======== MATERIAL FOR THIS EXERCISE
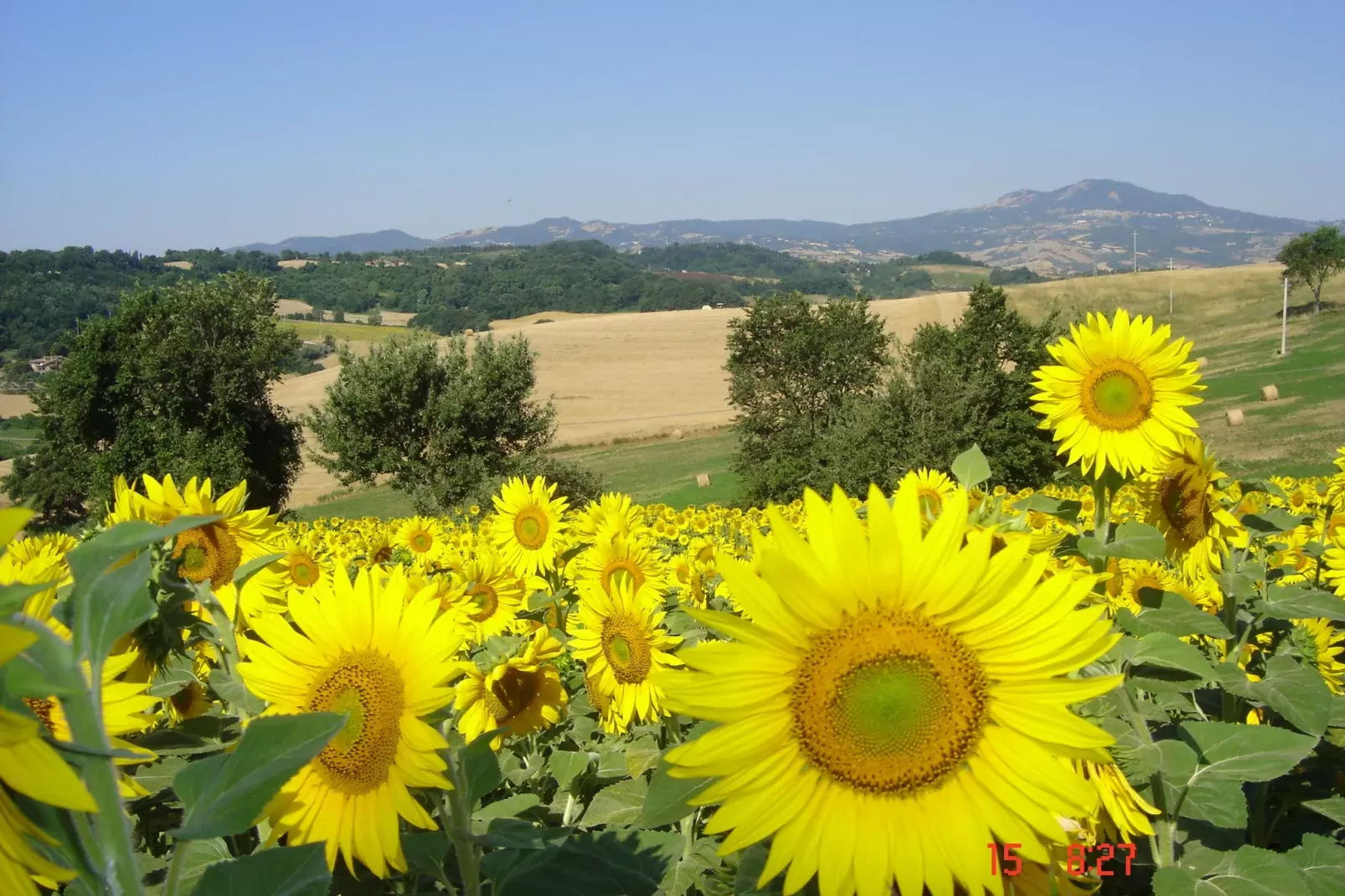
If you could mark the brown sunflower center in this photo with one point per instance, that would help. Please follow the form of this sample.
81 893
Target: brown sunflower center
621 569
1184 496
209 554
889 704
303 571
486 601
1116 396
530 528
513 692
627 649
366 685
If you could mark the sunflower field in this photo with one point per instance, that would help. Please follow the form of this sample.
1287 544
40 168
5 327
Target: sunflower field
================
======== MATERIAL FOR THIS EXERCISE
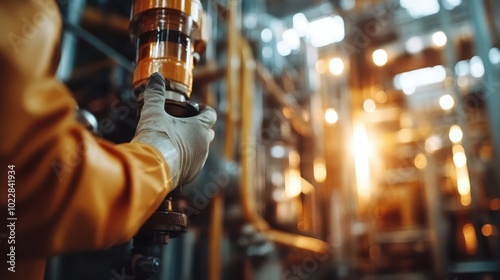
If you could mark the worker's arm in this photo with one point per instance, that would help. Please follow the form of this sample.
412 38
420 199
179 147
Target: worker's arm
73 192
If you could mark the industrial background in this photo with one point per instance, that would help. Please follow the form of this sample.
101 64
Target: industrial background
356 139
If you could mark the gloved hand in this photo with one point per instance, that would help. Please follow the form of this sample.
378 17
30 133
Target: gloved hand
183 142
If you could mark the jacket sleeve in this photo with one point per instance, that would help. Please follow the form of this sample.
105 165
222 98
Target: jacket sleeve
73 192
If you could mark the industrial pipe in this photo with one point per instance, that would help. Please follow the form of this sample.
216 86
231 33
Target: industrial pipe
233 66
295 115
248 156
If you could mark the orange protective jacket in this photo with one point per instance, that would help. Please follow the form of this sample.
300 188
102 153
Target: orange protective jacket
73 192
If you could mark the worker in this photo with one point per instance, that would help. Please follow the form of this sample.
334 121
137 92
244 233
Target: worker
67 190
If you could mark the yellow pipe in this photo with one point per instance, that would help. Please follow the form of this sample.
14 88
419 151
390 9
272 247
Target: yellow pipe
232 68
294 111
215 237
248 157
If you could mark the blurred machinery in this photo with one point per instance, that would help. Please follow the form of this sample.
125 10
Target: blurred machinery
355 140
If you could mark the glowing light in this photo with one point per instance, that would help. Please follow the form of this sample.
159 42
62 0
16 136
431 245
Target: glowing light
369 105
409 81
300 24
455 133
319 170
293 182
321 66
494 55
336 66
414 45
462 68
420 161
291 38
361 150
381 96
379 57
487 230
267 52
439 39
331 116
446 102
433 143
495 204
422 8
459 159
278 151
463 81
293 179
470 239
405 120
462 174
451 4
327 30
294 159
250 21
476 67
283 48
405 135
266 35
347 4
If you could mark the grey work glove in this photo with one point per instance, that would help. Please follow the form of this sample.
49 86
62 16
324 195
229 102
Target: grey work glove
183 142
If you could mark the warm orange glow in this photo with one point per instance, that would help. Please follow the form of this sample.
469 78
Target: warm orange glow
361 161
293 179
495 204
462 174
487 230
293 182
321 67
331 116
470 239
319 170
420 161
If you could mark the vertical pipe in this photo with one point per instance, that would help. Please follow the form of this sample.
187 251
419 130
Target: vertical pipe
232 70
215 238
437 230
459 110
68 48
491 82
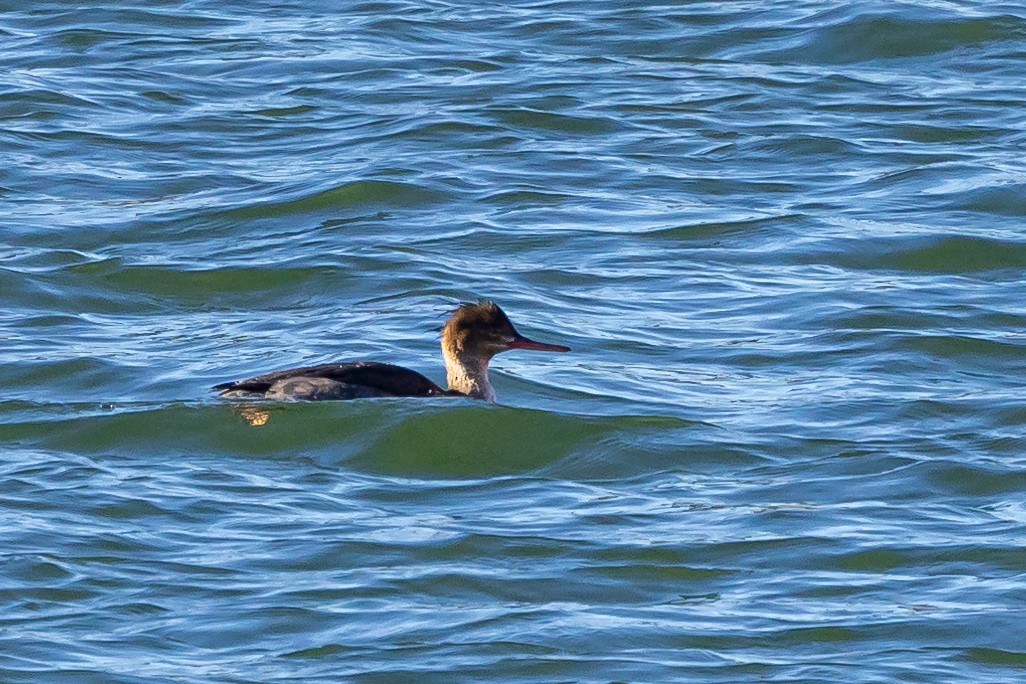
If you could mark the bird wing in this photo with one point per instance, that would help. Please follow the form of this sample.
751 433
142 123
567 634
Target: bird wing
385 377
================
======== MATERIAL FOR THIS EXERCISE
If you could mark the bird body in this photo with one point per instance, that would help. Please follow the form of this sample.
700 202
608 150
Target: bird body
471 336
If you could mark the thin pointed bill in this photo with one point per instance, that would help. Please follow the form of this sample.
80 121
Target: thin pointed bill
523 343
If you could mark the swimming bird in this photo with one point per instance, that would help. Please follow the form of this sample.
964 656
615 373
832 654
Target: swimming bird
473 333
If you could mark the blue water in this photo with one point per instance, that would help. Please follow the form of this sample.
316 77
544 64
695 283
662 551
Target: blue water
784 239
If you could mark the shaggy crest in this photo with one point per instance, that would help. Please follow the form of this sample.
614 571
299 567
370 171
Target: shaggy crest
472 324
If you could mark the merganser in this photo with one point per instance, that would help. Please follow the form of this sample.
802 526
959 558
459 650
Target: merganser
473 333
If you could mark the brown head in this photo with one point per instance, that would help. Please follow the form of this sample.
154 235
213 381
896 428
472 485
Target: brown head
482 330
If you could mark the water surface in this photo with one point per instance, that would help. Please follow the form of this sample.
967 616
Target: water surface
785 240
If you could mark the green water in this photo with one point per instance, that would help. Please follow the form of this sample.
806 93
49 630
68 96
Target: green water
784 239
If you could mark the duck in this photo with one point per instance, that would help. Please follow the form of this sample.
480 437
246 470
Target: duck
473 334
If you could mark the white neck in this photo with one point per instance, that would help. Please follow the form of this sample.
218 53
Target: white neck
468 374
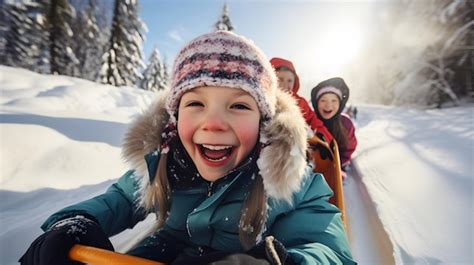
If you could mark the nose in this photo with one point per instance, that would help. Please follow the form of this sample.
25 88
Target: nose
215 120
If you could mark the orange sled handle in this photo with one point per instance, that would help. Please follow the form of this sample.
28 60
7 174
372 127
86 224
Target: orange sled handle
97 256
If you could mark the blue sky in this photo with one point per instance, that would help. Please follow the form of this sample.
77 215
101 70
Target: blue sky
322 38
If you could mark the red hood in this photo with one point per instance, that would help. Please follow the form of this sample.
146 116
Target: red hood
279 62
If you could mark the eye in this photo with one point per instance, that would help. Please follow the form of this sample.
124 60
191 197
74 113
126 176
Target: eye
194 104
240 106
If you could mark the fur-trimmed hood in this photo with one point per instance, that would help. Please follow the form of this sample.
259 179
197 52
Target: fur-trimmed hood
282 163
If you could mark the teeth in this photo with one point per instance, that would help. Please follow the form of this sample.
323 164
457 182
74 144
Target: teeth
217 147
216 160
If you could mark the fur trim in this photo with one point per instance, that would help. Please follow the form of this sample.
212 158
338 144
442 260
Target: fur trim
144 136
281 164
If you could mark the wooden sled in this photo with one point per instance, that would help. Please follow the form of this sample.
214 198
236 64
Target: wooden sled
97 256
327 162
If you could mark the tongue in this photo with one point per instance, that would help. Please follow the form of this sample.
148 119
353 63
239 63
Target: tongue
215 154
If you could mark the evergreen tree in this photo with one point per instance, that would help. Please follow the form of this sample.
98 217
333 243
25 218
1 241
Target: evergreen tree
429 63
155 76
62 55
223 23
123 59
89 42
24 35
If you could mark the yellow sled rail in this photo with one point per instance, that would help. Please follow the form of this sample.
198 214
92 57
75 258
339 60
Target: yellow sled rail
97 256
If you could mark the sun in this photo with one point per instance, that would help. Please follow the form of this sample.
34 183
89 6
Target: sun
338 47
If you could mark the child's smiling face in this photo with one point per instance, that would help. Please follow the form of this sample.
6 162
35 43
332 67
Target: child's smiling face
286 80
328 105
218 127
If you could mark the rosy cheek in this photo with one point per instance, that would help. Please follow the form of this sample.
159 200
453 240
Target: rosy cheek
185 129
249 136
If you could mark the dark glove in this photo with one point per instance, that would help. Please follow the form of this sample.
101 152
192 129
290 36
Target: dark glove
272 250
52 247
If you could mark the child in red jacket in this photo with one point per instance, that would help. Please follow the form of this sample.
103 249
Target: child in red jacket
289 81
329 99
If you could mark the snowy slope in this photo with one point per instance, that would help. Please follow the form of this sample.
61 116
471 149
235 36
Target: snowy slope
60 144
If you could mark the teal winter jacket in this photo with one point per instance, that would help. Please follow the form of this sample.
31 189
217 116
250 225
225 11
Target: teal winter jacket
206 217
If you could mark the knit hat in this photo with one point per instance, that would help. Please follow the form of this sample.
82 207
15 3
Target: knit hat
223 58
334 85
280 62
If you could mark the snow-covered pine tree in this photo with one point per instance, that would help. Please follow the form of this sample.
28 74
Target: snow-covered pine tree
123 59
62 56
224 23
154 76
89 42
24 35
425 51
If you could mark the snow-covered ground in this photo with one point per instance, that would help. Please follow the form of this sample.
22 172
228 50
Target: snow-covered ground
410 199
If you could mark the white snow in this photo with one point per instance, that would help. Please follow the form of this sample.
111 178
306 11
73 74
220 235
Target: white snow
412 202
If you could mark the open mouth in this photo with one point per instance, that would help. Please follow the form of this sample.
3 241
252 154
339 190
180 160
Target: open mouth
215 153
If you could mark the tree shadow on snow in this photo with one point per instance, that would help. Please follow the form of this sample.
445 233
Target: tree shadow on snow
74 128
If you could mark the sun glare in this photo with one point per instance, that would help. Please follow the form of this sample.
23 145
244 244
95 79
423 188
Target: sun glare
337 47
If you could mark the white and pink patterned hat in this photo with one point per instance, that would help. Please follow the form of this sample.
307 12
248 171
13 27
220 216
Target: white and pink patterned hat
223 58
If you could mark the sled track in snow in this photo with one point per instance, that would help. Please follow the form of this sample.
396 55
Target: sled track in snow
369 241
================
Check all the records above and select each line where the string "field" is found.

- _FINAL ANSWER_:
If you could mark the sunflower field in this photo with one point per instance, that would help. Please follow the form of this sample.
Target: sunflower field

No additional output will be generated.